• _TO BE DONE_: Output exactly the lines between the line that contains "Place one marker on each instance of the shoreline." and the last line of the material, counting both.

Point labeling dataset excerpts
───
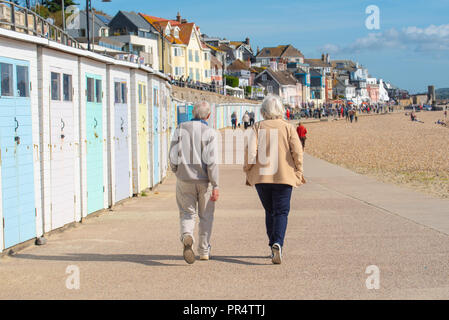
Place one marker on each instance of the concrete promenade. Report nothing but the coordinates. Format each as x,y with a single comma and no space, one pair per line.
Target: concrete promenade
340,224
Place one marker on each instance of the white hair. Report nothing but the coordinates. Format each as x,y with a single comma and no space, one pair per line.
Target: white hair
201,110
272,108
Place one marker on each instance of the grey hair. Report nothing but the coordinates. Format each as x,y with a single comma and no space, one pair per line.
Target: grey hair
272,108
201,110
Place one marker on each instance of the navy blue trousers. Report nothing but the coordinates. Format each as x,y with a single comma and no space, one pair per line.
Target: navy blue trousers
275,199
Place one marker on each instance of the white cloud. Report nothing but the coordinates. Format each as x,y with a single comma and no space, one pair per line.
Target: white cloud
432,39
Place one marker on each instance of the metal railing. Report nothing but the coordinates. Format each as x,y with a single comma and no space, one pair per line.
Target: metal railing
20,19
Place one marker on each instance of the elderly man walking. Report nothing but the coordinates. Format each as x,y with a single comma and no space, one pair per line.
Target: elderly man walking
193,158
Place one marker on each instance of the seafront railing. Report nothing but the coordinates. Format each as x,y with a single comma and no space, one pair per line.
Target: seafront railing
17,18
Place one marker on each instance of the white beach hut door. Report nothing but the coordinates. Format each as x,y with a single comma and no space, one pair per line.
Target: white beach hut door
62,149
121,144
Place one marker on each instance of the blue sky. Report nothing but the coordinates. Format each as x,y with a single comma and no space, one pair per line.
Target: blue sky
411,49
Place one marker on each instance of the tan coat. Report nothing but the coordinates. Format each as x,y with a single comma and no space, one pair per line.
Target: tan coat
281,165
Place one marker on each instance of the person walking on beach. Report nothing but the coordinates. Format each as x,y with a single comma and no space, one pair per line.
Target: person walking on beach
234,120
274,174
245,120
252,118
302,132
351,115
192,158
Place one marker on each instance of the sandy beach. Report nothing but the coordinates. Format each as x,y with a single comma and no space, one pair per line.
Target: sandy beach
388,147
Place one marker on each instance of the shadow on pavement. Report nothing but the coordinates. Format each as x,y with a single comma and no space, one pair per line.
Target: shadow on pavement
147,260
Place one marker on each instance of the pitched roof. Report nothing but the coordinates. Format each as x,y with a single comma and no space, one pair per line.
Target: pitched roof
317,63
281,51
215,62
136,19
315,73
347,64
238,65
284,78
185,29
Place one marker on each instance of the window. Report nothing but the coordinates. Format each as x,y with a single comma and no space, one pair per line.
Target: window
155,97
55,86
178,52
197,56
23,87
67,87
98,91
124,92
6,76
117,92
90,89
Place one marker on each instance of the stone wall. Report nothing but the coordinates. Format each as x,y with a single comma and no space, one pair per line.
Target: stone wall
192,95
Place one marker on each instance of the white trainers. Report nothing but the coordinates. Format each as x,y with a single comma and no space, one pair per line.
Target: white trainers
276,253
205,257
189,255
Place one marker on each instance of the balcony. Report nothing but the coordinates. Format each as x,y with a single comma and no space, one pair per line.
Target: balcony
16,18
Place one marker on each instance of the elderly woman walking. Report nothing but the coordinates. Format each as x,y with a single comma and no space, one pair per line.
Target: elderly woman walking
274,165
193,158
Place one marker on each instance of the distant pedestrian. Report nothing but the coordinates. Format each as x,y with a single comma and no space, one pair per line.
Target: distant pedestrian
245,120
280,171
351,115
197,183
302,132
252,118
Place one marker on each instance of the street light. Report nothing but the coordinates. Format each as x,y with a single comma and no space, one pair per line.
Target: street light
89,8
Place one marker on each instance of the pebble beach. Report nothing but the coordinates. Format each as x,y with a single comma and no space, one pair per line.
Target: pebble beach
388,147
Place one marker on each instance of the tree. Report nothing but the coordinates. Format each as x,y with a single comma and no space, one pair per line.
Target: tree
56,5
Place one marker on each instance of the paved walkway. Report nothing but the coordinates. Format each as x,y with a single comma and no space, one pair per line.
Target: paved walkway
340,224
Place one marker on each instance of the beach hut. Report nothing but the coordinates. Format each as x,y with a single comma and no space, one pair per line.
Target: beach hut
20,205
156,131
94,169
119,133
60,161
140,130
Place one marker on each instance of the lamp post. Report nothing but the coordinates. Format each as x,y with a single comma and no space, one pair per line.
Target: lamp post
89,9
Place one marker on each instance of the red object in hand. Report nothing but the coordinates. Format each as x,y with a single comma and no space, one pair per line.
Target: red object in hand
302,131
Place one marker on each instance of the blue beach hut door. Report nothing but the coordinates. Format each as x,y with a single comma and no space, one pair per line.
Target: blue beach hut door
16,153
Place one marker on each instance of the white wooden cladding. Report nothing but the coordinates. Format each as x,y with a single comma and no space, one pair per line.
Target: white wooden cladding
60,132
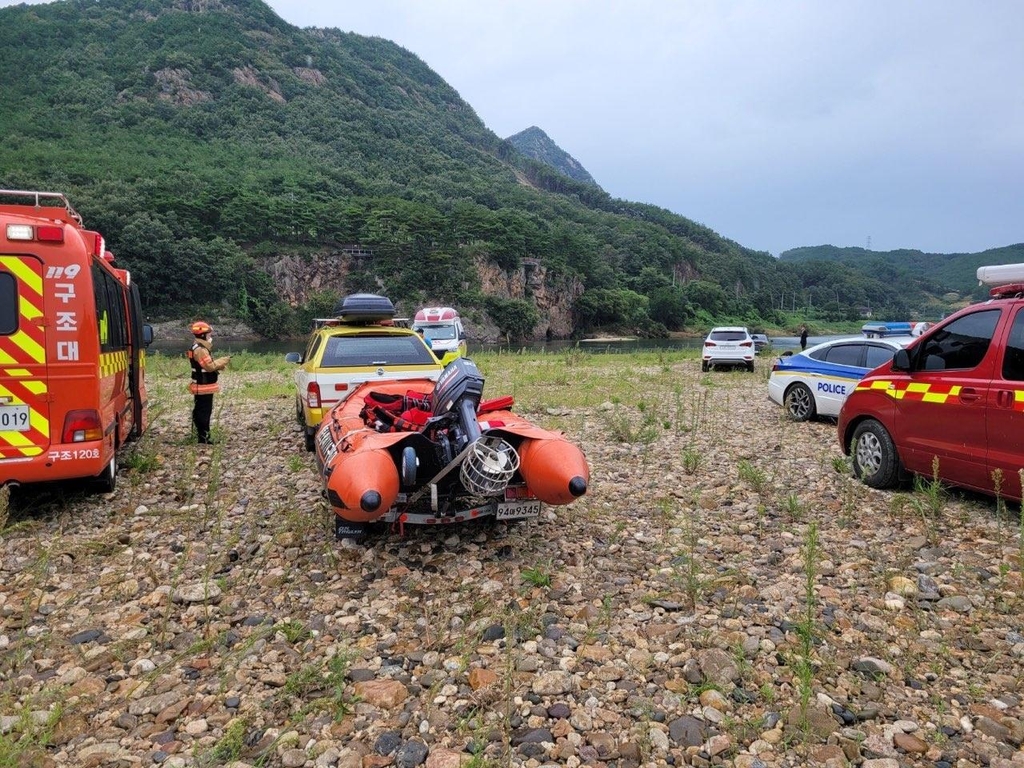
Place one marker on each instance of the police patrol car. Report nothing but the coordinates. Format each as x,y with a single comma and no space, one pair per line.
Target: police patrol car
817,381
952,403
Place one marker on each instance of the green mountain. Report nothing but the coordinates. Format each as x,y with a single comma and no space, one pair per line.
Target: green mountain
537,144
938,273
239,164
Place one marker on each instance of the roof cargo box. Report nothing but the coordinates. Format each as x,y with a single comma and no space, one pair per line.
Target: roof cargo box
1000,273
365,307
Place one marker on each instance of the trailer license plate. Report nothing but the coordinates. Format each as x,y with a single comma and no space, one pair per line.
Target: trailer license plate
518,510
13,418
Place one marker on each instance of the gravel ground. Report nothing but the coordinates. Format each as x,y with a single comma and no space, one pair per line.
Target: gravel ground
726,594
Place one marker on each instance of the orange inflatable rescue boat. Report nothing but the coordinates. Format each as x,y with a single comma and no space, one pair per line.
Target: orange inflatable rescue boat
415,452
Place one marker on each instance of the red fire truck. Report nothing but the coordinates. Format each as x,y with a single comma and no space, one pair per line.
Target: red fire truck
72,346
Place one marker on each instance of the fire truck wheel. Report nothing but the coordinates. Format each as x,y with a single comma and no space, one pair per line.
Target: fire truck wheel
875,459
108,479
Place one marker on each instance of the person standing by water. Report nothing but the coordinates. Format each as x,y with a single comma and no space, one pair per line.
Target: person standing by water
204,374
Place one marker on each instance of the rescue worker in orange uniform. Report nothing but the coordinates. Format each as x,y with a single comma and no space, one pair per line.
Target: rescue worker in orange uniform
204,384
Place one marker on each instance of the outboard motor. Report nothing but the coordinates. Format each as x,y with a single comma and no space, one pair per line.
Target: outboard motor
458,391
489,462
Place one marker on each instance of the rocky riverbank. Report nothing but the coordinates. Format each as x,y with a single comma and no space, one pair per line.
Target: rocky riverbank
724,595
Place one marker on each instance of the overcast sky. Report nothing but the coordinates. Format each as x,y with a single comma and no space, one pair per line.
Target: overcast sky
898,124
777,124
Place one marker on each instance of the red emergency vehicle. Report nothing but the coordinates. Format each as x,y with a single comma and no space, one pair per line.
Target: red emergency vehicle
954,398
72,346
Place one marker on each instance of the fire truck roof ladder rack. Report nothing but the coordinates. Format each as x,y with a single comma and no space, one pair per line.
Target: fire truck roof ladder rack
52,200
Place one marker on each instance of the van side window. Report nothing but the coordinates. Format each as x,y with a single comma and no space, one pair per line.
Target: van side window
8,304
111,320
1013,358
961,345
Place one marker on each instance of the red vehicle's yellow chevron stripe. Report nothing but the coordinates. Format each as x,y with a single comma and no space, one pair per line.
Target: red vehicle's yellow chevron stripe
913,390
113,363
25,347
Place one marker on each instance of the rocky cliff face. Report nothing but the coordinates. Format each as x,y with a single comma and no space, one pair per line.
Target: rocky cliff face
298,278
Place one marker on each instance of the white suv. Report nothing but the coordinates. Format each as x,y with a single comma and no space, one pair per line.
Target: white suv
728,345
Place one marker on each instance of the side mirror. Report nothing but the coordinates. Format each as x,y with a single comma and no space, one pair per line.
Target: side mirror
901,360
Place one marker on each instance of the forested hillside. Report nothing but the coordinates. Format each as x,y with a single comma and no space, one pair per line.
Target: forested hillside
535,143
936,272
209,138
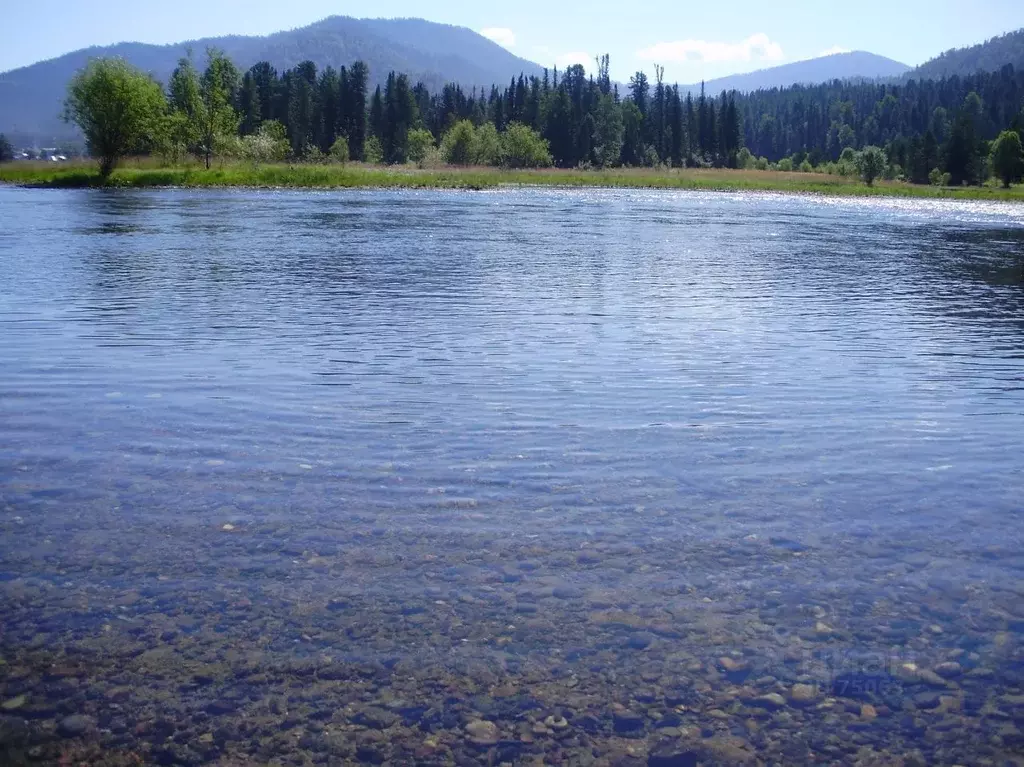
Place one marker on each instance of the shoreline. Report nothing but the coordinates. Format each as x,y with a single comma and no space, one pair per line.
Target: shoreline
363,176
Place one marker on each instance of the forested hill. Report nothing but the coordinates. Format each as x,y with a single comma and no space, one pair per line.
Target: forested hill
990,55
433,53
856,65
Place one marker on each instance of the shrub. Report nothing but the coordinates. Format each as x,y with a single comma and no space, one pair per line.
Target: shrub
───
• _SOLUTION_:
Place one marker on each instance of the shoreline. Report nothing but the coordinates. Format each as x,y with a single comma and no space, one pair per line.
Target: shoreline
363,176
Place one marker on each instance of the forested hill. Report nothing but the coordinates. Format each as x,y with a single comma and no space, one pair per line.
Target: forested hill
990,55
433,53
856,65
Place one marker on each instance of the shrub. Report nothing but the coordinates. Format each as x,y with a single comma and no space, one pair per line.
Target: shrub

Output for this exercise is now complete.